Bitcoin Is A ‘Store Of Value’ And Why It Is Compared To ‘Digital Gold.’
A store of value is any commodity or asset that normally retains purchasing power into the future and is the function of the asset that can be saved, retrieved, and exchanged at a later time and be predictably useful when retrieved. The purpose of any store of value is to manage risk by ensuring a consistent demand for the underlying asset. Money, currency, or a commodity such as a precious metal or financial capital have been the most common stores of value in modern times. Money is one of the best stores of value due to its liquidity, or the ease with which it can be exchanged for other goods and services. The total of all stores of value, including both monetary and nonmonetary assets, constitutes an individual’s wealth.
Traditionally, as an investor, you would hold a portion of your portfolio in precious metals such as gold. This protects against the losses that stocks can sustain during a downturn in the economy. This has proven to be effective and continues to be so—but a new alternative is posing a threat to this time-honored method of capital preservation. Bitcoin is proving to be an intriguing asset for investors because it has been around long enough to gain recognition and support—it is even exhibiting some trends.
Satoshi Nakamoto, whose true identity is unknown, founded Bitcoin in 2009. According to Satoshi’s Whitepaper, Bitcoin will be the first purely peer-to-peer electronic cash system that does not rely on any financial intermediary. Bitcoin, like gold, has a finite supply. There is a limit of 21 million tokens programmed into the source code, as well as halving events, which reduce the supply of Bitcoin by 50%, ensuring that the final Bitcoin will not be issued until around the year 2140. Through an innovative incentive structure, so-called “miners” compete to solve a math problem and are rewarded in Bitcoin, thereby securing the network and verifying transactions. Both gold and bitcoin are frequently regarded as a means of diversifying a portfolio as well as a hedge against inflation and fiat currency depreciation.
According to the US government, the dollar is backed by “the good faith and credit of the American worker.” That appears to be a meaningful statement—but here’s the catch: The United States has a massive trade deficit. Bitcoin on the other hand is a capped commodity that is determined solely by supply and demand. (This is the same mechanism that drives the price of gold and dollars, but in the case of Bitcoin, the supply is well known and the mechanism cannot be gamed.) Bitcoin replaces trust in a fleeting government with trust in an immutable, transparent, and auditable mechanism. No one needs to rely on a centralized authority or on one another. Instead, we all put our faith in a mathematical process.
During the Covid-19 pandemic, not all investors turned to Bitcoin; many opted for more traditional strategies, such as gold. As a result, the price of gold has risen from just under $1,300 in late 2019 to nearly $2,100 in mid-2020. Its price fell through 2021 as economies gradually recovered, but it remained higher than pre-pandemic recession levels.
The US dollar does not have a redemption guarantee. Politicians in control of the printing press are transitory and lack fiscal prudence.

Problem to solve ▸ Please turn the paragraph of the Bitcoin article that begins "Satoshi Nakamoto, whose true identity is unknown" into a bulleted list that keeps its main facts. None of the lines has anything to do with the Bitcoin article.

Given information ▸
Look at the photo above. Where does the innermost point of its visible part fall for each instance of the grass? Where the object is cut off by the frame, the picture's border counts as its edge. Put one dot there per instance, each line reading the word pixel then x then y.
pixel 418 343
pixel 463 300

Worked solution ▸
- Satoshi Nakamoto, whose true identity is unknown, founded Bitcoin in 2009.
- According to Satoshi's Whitepaper, Bitcoin will be the first purely peer-to-peer electronic cash system that does not rely on any financial intermediary.
- Like gold, Bitcoin has a finite supply: the source code sets a limit of 21 million tokens.
- Halving events reduce the supply of Bitcoin by 50%, so the final Bitcoin will not be issued until around 2140.
- "Miners" compete to solve a math problem and are rewarded in Bitcoin. In doing so, they secure the network and verify transactions.
- Gold and bitcoin are both often seen as ways to diversify a portfolio and as hedges against inflation and fiat currency depreciation.